DATA RECORDS:

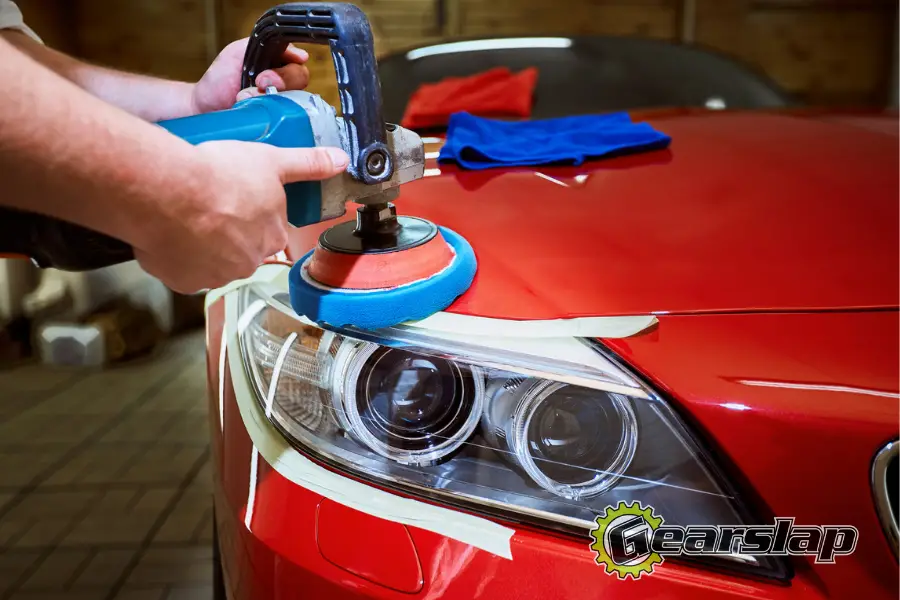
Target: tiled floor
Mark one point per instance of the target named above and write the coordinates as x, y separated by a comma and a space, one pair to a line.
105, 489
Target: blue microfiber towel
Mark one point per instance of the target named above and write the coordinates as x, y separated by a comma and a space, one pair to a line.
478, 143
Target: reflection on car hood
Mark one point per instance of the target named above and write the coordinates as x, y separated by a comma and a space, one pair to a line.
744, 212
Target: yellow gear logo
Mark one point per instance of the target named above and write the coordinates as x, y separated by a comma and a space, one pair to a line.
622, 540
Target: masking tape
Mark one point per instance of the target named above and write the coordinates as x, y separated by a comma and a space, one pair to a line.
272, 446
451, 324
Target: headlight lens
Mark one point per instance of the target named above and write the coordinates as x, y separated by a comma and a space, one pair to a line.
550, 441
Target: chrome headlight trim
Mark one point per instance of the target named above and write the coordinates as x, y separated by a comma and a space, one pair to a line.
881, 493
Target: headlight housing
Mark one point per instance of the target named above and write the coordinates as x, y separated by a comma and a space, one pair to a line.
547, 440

* * *

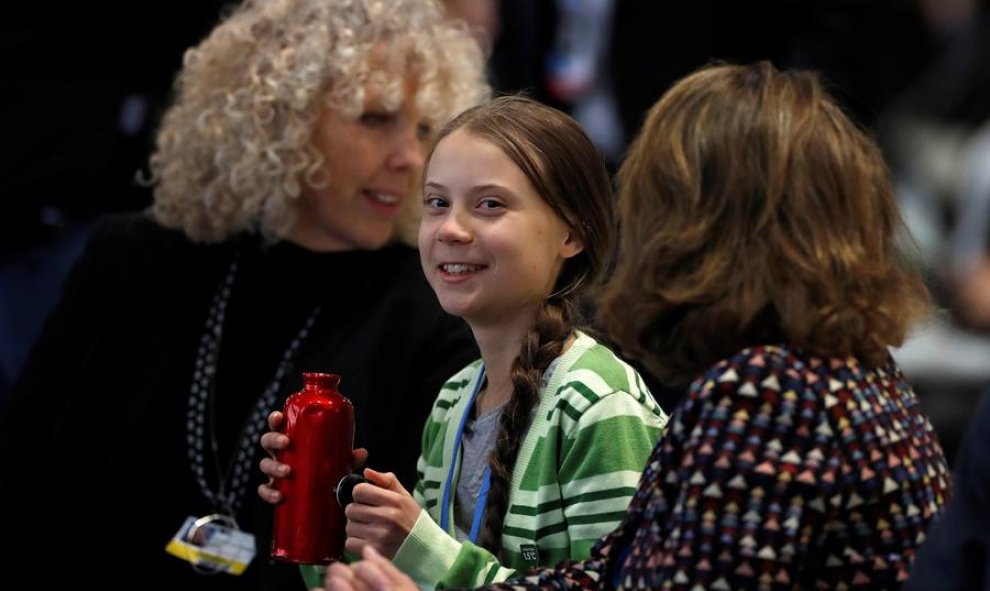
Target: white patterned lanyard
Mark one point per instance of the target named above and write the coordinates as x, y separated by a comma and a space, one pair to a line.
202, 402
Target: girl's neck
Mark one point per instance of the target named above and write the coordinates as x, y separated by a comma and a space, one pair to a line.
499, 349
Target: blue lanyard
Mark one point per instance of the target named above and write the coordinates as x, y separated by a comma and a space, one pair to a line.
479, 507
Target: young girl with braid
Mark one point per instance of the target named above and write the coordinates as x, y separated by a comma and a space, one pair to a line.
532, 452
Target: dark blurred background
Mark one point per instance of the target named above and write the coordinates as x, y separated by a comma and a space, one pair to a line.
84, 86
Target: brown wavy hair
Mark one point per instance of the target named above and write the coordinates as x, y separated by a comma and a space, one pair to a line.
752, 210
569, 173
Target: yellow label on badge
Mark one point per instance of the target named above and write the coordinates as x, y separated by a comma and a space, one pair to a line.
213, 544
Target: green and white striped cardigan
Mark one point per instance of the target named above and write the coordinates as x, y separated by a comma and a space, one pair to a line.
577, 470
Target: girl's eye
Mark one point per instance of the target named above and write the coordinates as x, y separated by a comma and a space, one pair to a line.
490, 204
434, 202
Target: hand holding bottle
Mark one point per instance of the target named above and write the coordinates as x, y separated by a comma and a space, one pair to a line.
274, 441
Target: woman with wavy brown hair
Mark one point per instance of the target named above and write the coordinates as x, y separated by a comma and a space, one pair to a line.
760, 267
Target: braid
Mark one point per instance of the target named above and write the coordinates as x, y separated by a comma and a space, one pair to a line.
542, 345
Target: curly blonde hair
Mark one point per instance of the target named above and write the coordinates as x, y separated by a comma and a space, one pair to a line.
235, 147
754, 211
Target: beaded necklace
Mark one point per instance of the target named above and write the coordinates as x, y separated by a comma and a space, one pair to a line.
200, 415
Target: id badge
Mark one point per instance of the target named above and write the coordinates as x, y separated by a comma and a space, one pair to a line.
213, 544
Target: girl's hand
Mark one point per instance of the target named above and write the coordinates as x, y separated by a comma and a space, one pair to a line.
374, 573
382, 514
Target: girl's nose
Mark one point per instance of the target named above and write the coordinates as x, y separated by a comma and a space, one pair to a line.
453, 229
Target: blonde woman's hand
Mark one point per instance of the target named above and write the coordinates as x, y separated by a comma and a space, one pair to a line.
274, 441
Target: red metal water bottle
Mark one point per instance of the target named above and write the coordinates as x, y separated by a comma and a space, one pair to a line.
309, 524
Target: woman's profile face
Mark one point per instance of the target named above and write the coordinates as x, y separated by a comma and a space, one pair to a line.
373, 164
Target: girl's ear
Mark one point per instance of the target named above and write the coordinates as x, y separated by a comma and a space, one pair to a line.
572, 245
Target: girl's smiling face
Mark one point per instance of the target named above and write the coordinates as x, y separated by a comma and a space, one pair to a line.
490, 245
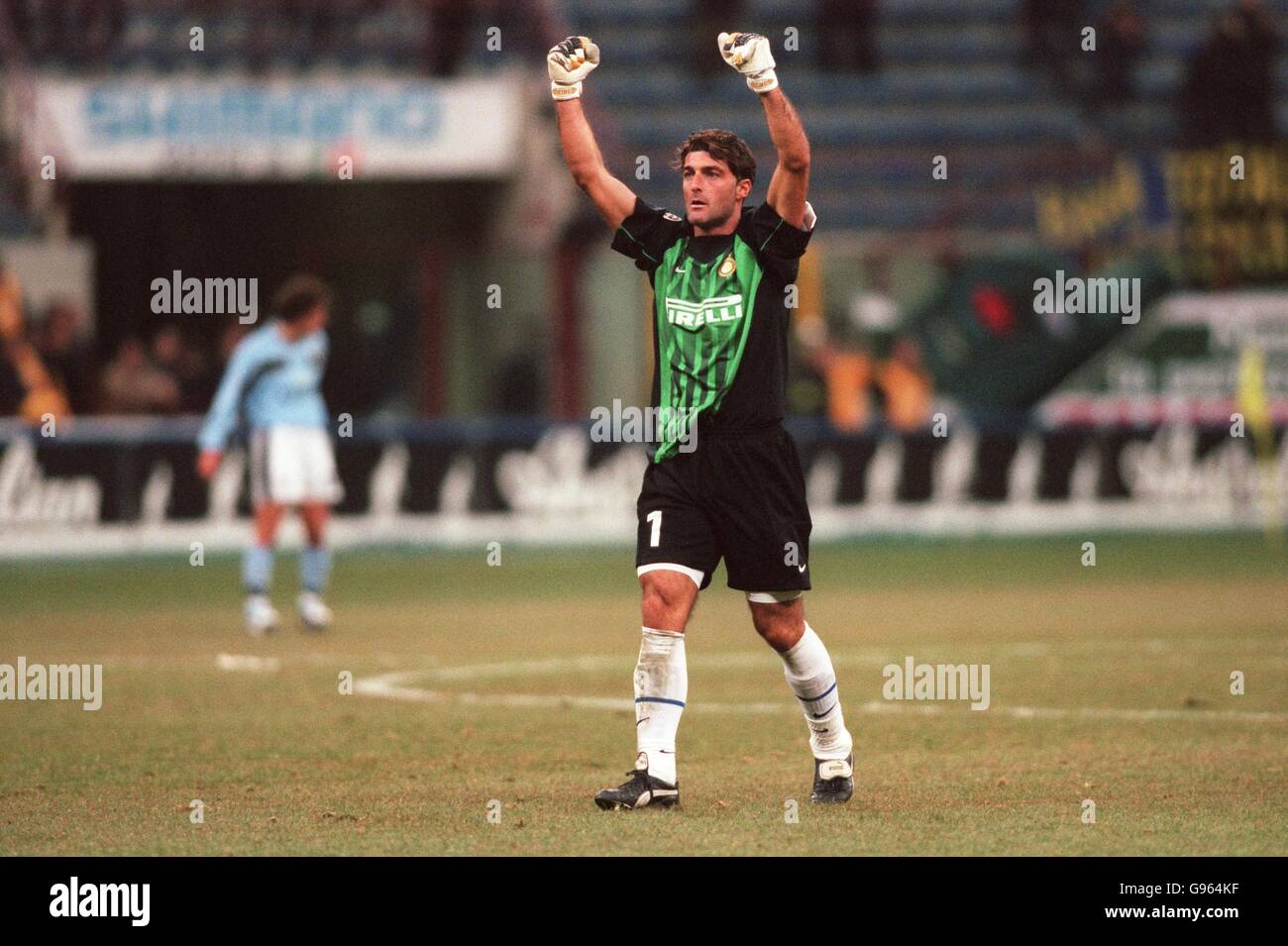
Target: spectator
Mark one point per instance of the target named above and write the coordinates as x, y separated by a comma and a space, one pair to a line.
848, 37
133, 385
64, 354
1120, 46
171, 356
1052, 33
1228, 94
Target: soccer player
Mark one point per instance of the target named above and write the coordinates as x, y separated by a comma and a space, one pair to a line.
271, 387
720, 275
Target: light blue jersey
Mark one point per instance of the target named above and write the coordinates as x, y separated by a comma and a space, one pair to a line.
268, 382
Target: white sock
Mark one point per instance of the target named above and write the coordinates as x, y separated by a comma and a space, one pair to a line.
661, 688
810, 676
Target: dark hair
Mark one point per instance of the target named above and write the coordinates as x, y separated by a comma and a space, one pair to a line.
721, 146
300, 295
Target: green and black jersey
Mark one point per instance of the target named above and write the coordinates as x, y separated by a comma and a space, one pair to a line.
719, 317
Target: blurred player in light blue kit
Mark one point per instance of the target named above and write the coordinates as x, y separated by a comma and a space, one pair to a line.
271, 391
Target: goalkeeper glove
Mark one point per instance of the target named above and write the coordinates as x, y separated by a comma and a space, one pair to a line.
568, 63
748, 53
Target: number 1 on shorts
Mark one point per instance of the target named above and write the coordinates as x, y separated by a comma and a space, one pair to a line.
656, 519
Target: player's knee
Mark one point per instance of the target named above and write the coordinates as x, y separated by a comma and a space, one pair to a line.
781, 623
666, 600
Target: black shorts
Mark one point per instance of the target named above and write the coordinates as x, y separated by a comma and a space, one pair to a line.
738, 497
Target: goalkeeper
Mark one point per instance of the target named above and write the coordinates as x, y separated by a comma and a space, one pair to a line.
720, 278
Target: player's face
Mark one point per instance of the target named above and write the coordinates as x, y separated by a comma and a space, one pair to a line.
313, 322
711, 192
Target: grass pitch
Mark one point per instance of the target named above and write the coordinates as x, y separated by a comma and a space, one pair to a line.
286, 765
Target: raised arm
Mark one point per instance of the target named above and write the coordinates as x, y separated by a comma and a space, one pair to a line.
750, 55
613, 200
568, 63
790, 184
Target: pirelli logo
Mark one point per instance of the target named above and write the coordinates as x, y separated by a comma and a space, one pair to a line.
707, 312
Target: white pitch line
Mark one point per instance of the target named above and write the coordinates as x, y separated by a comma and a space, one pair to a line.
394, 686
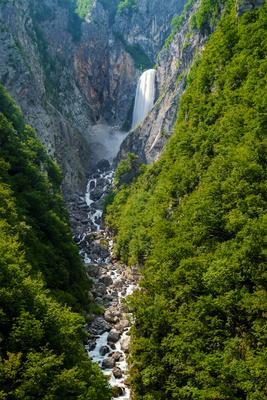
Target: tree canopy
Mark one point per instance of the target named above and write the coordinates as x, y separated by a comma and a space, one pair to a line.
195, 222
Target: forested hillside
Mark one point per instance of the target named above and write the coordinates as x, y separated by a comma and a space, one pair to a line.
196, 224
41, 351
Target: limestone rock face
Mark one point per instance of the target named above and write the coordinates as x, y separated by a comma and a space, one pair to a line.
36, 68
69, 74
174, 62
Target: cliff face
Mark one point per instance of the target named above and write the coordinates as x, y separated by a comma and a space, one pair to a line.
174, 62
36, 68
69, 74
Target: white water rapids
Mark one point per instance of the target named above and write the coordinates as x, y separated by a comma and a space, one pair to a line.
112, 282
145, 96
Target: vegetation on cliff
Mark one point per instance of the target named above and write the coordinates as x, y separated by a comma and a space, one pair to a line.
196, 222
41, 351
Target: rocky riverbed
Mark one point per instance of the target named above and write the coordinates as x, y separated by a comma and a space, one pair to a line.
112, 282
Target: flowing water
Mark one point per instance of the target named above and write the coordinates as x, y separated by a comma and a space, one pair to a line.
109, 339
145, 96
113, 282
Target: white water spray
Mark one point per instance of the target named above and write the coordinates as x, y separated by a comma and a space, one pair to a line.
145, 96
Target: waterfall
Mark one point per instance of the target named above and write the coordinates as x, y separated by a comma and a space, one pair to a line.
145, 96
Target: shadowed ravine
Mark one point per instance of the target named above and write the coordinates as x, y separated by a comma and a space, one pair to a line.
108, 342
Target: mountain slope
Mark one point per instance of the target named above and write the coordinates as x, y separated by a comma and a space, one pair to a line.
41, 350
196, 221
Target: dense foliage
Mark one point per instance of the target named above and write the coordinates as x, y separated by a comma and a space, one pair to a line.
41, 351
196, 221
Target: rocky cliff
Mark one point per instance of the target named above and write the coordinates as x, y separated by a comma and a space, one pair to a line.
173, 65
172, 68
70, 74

* * *

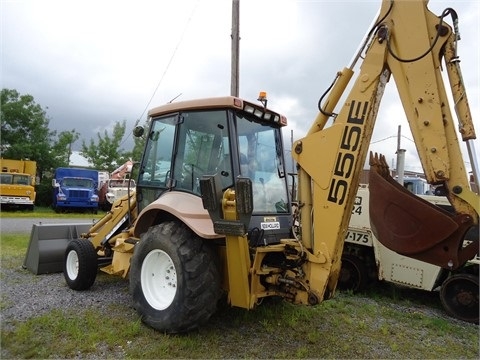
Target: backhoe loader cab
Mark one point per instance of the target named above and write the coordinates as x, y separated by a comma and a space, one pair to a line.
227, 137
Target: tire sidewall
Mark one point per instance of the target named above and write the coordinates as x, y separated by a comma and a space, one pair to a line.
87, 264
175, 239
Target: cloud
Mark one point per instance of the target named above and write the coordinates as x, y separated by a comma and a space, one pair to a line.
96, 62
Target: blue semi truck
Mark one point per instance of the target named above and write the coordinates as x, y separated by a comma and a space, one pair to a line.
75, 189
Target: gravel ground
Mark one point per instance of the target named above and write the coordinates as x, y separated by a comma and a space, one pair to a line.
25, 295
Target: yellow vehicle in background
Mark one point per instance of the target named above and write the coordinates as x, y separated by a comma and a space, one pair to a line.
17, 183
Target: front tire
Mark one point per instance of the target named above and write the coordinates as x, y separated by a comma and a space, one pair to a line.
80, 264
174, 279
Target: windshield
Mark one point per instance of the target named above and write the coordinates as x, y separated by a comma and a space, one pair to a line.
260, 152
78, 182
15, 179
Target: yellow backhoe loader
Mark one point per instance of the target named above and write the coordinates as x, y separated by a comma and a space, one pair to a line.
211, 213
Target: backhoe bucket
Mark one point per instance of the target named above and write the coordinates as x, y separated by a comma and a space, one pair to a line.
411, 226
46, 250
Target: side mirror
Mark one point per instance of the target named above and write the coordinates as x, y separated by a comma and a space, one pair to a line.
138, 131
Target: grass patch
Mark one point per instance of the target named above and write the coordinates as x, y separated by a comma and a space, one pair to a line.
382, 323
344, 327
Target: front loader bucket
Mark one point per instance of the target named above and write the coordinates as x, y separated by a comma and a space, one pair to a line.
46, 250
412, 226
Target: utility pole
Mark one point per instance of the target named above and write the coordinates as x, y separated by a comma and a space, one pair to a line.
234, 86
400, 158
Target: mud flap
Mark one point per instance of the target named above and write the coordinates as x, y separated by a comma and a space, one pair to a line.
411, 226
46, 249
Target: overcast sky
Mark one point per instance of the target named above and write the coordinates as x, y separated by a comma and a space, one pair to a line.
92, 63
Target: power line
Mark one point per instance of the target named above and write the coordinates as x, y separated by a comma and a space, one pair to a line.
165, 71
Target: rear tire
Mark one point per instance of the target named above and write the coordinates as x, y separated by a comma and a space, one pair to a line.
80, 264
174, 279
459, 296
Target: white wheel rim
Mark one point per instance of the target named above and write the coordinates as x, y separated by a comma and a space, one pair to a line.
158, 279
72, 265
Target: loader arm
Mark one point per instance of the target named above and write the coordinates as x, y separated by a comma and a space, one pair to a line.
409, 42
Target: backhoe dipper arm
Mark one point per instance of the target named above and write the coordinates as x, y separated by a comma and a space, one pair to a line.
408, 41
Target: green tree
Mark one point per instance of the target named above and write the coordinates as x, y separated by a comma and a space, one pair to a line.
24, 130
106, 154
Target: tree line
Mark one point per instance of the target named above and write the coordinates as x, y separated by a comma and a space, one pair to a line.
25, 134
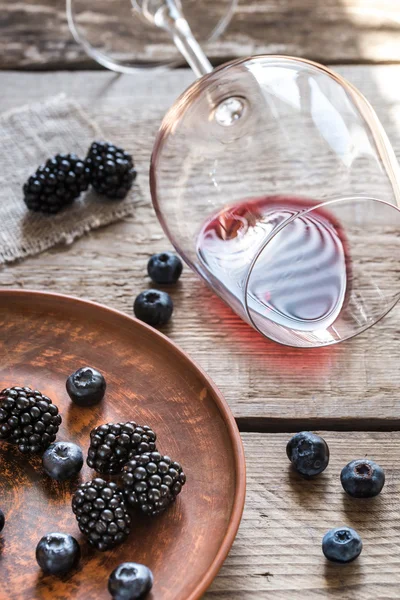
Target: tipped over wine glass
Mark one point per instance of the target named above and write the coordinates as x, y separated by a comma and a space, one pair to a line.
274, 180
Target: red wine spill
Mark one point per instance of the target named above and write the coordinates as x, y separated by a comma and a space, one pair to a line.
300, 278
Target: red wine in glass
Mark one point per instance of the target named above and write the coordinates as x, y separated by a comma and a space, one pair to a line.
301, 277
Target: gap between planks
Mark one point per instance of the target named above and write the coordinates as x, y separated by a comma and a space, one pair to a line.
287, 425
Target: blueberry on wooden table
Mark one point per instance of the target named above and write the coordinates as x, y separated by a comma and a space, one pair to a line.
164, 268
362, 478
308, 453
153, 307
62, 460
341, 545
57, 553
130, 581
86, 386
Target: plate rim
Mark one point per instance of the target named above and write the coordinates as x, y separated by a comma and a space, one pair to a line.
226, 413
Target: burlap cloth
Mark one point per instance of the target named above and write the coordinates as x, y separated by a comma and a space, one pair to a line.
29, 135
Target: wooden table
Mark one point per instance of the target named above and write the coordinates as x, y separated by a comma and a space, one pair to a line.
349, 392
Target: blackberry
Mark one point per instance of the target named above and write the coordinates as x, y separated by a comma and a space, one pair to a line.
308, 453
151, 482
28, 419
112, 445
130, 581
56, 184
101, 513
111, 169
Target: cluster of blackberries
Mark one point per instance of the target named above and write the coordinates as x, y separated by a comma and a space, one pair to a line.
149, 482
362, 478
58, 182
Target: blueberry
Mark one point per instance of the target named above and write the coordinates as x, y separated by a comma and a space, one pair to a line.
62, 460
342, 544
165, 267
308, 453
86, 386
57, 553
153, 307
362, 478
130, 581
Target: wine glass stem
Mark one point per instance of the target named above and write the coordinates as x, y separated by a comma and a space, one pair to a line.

WORK TASK: When the line with "Target: tiled floor" is reached in the data above, begin copying, and stop after the line with "Target: yellow gear logo"; copy each line exactly, both ends included.

ANSWER FOR THE TASK:
Target: tiled floor
Mark one point per instance of the target named above and write the coordinates as x, y separated by a comma and a space, one pair to a line.
105, 489
Target: blue microfiber towel
Mark one point per instance of the target named above and write the coordinates as x, y separated by a comma and a space, one pair to a line.
478, 143
Target: reflection on car hood
Mark one point per instance of the target named above and write the coordinates as x, y separated by a comma and a space, one pair to a line.
744, 212
Target: yellow gear logo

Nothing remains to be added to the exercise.